■ **STATED TASK**
Write out all of the lines below, exactly and completely.
BEGIN SUPPLIED RECORDS
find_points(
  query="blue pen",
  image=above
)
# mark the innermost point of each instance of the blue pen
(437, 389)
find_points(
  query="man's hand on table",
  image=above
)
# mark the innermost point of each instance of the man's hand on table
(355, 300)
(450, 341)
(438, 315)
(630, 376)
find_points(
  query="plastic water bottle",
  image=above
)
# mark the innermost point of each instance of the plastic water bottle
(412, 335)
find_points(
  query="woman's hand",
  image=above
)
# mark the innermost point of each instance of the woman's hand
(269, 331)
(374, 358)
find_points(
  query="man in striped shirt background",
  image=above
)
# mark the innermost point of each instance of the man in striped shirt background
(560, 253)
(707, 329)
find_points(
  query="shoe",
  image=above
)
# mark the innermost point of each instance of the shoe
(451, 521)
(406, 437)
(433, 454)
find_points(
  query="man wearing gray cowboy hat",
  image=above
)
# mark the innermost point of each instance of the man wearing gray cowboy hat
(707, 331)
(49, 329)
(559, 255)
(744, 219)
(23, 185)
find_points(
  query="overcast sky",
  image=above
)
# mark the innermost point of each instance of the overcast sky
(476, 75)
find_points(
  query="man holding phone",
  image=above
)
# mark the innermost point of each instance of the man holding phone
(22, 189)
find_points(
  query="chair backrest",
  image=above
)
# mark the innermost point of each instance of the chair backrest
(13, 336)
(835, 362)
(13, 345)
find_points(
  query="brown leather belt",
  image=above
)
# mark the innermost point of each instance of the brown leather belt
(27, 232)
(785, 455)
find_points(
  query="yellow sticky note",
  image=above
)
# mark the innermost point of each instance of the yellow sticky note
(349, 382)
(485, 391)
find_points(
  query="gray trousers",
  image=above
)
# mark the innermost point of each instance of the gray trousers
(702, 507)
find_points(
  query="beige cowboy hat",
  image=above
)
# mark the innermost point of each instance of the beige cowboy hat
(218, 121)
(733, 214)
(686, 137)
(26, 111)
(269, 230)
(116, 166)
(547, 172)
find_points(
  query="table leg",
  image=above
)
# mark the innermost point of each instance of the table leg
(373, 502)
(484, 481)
END SUPPLIED RECORDS
■ **CORRECT OUTPUT**
find_points(
  query="blue pen",
  image=above
)
# mark the innermost point of each instance of the blue pen
(437, 389)
find_points(
  query="man's hand on table",
  image=above
)
# mark the innermost point of each instance of the man's hand on table
(355, 300)
(450, 341)
(438, 315)
(630, 376)
find_points(
  query="plastic water bottle",
  image=above
)
# mark the innermost point of each instance of the plastic water bottle
(412, 335)
find_points(
  query="woman's hand",
  image=above
)
# mark the innermost point of each instance of the woman's hand
(269, 331)
(374, 358)
find_points(
  query="man in striped shirt background",
  image=above
)
# mark the innermost point of each instance of the man in striped shirt background
(560, 253)
(707, 329)
find_points(
  query="shoe",
  image=above
)
# mark the innermost point of each instance of the shoe
(451, 521)
(406, 437)
(433, 454)
find_points(
  query="man wearing gray cowboy hat",
  image=above
)
# mark the innermost point of each instance of the man wearing gray cowboy hat
(707, 331)
(49, 329)
(559, 255)
(744, 219)
(23, 185)
find_points(
  query="overcast sky",
  image=above
)
# mark the innermost point of each instance of the overcast sky
(476, 75)
find_points(
  query="man holding phone",
  image=above
)
# mark the innermost point of each instance of the man holding phone
(22, 189)
find_points(
  query="chair backrest",
  image=above
)
# mark the innermost point of each instance of the chair backrest
(13, 336)
(835, 362)
(13, 345)
find_points(
  query="brown leather belt",
  image=above
)
# mark the innermost point of each instance of the brown leather belt
(27, 232)
(785, 455)
find_points(
  query="yellow sticky note",
  image=above
)
# mark the innermost point of each instance of the yellow sticky note
(349, 382)
(485, 391)
find_points(
  query="gray trousers",
  image=above
)
# mark the innermost point of each instance of the gray trousers
(702, 507)
find_points(
  query="beige cowboy hat",
  image=above
)
# mark the innermost point of each instance of the beige cowboy hat
(218, 121)
(733, 214)
(686, 137)
(26, 111)
(269, 230)
(116, 166)
(547, 172)
find_points(
  query="table leg",
  image=above
)
# mark the innermost point of each instance of the table leg
(373, 502)
(484, 481)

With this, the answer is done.